**DOCUMENT TEXT**
Mon, Sep 25, 2017 - Page 3 News List

Lung cancer among non-smokers double US figures

FAMILY HISTORY:The study confirms that hereditary and environmental factors are just as critical as smoking in causing cancer, said Yang Pan-chyr, who led the research

By Wu Liang-yi  /  Staff reporter

The rate of lung cancer among non-smoking Taiwanese is about two times higher than that of chain smokers in the US and Europe, a study by a Taiwanese research team found.

The study, which has been led since 2015 by National Taiwan University professor Yang Pan-chyr (楊泮池), Taiwan Lung Cancer Society President Chen Yu-min (陳育民) and physicians at more than 20 hospitals nationwide, focused on people who do no smoke, but have a family history of lung cancer.

It is the nation’s first major study on non-smoking people with lung cancer.

The study found that of the 6,465 people who had undergone tests, 148, or 2.29 percent, had lung adenocarcinoma, a common type of lung cancer.

In comparison, the US National Cancer Institute’s National Lung Screening Trial found that about 1.03 percent of chain smokers had lung adenocarcinoma, similar to the rate in Europe, Yang said.

The findings confirm the suggestion by medical experts that hereditary and environmental factors are major causes of lung cancer in Taiwan, and are no less critical than the influence of smoking, he said.

A disease’s inheritance might be related to gene mutations, Yang added.

The study has found that many people with lung adenocarcinoma are not smokers, Chen said.

The nation has seen more than 10,000 new lung cancer patients every year over the past decade, he said, adding that the mortality rate of lung cancer is the highest of all cancer types.

People with a family history of lung cancer, who are exposed to second and third-hand smoke, who have lung disease — such as tuberculosis or chronic obstructive pulmonary disease — or cook without turning on the kitchen ventilators should take measures to protect their lungs, Chen said.

Air pollution has also become a serious environmental factor in the past few years, Chen said, advising people to wear masks when the air quality is bad and exercise regularly to boost their immune systems.

**DATASET CONTENT**
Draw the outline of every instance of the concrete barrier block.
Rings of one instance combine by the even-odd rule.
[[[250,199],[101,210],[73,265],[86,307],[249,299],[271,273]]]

**WHAT YOU NEED TO DO**
Restate word for word the part of the lung cancer article that opens with the words containing "By Wu Liang-yi" and closes with "type of lung cancer.". The material has nothing to do with the lung cancer article.

**EXERCISE ANSWER**
By Wu Liang-yi  /  Staff reporter

The rate of lung cancer among non-smoking Taiwanese is about two times higher than that of chain smokers in the US and Europe, a study by a Taiwanese research team found.

The study, which has been led since 2015 by National Taiwan University professor Yang Pan-chyr (楊泮池), Taiwan Lung Cancer Society President Chen Yu-min (陳育民) and physicians at more than 20 hospitals nationwide, focused on people who do no smoke, but have a family history of lung cancer.

It is the nation’s first major study on non-smoking people with lung cancer.

The study found that of the 6,465 people who had undergone tests, 148, or 2.29 percent, had lung adenocarcinoma, a common type of lung cancer.